# Page excerpt
- - -
The Newport Beach-based developer pledged to make five annual payments
of $300,000 to the San Joaquin Wildlife Sanctuary, a 300-acre preserve of
indigenous plants and animals in Irvine.
Friday also saw a ceremony at the preserve commemorating the
restoration of the habitat there.
In decades past, the land in the area was devoid of local species,
said Peer Swan, San Joaquin Wildlife Sanctuary board president.
“What we have,” Swan said, “is basically old farmland that had been
converted to a series of duck ponds, abandoned, and then overgrown by a
bunch of nonnative plants. There were very few native species there, very
few wetlands.”
Since the mid 1990s, though, the Irvine Co. and the water district
have been working to repair the habitat, regrading large areas of land
and flooding them to restore the character of wetlands.
Swan noted that with its work on this project, the Irvine Co. has
earned credit to develop other parcel of land.
- - -
Dataset items:
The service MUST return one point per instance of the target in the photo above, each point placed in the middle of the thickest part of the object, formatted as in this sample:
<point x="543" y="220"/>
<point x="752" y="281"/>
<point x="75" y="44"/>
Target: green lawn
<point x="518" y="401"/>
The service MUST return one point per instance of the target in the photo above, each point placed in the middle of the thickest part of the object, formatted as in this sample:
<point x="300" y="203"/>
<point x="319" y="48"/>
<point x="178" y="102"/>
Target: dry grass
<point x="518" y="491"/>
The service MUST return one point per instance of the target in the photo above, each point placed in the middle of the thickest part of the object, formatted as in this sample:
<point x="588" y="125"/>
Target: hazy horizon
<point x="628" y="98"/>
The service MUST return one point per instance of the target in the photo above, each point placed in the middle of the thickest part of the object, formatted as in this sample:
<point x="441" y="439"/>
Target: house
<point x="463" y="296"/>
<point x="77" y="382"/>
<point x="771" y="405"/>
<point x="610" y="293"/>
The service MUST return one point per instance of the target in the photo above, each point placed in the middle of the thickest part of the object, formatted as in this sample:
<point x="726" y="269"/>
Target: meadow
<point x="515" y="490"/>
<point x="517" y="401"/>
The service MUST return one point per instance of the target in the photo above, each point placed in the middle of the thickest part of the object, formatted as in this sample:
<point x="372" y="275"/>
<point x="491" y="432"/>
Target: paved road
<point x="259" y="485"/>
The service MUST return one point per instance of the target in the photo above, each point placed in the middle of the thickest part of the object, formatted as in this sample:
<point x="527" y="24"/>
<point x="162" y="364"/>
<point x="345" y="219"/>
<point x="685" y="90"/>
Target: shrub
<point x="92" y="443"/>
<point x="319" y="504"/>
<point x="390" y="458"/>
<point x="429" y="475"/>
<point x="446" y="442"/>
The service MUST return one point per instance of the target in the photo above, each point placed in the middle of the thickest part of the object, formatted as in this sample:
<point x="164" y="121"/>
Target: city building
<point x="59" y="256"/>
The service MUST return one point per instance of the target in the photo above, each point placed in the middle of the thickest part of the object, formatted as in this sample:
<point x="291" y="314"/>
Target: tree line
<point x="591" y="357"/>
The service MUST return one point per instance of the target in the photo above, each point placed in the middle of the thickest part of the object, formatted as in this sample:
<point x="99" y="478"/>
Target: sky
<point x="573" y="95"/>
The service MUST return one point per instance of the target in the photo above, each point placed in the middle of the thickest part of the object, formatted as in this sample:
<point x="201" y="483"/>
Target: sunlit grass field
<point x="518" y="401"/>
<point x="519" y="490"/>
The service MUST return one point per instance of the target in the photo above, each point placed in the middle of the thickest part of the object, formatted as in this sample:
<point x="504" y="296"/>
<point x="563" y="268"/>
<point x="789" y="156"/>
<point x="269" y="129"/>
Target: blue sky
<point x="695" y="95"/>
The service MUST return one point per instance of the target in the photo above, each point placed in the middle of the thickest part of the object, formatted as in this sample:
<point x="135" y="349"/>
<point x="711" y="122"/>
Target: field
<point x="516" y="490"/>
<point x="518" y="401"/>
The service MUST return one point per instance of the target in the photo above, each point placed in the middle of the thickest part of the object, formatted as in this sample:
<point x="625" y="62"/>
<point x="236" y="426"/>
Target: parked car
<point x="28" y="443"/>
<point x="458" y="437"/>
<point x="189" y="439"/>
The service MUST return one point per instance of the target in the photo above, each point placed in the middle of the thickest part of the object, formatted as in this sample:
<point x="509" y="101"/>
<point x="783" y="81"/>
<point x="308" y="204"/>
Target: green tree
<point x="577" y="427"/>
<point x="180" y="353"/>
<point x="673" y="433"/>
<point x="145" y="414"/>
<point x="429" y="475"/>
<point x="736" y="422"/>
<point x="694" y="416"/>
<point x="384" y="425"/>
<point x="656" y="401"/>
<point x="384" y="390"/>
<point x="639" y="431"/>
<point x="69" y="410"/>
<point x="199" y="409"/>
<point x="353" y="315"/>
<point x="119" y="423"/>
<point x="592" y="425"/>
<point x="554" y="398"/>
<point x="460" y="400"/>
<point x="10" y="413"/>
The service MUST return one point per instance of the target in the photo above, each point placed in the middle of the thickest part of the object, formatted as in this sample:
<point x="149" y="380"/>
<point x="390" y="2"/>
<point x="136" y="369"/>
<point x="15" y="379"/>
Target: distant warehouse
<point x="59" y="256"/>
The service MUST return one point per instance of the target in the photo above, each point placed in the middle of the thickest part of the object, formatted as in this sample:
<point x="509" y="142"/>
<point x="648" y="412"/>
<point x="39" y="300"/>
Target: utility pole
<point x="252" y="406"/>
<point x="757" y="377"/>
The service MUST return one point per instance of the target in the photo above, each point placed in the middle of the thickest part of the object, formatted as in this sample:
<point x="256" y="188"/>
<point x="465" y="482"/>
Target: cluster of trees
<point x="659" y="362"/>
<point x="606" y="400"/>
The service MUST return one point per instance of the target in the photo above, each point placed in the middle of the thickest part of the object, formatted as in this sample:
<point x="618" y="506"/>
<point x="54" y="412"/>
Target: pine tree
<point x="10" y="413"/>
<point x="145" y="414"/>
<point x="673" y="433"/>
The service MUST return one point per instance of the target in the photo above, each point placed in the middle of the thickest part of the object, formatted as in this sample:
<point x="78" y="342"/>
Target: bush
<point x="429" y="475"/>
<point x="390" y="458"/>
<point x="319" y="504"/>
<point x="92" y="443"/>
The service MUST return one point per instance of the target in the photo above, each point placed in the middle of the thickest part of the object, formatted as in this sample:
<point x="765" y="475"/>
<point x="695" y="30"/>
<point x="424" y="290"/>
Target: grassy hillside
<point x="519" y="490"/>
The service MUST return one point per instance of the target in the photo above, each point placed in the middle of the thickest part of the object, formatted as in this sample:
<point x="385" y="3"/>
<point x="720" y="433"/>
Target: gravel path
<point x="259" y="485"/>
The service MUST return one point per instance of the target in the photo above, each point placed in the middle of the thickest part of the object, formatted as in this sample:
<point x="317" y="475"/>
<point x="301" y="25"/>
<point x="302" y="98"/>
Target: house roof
- - -
Print the stretch of the wildlife sanctuary article from "The Newport Beach-based" through "Sanctuary board president.", word for word.

The Newport Beach-based developer pledged to make five annual payments
of $300,000 to the San Joaquin Wildlife Sanctuary, a 300-acre preserve of
indigenous plants and animals in Irvine.
Friday also saw a ceremony at the preserve commemorating the
restoration of the habitat there.
In decades past, the land in the area was devoid of local species,
said Peer Swan, San Joaquin Wildlife Sanctuary board president.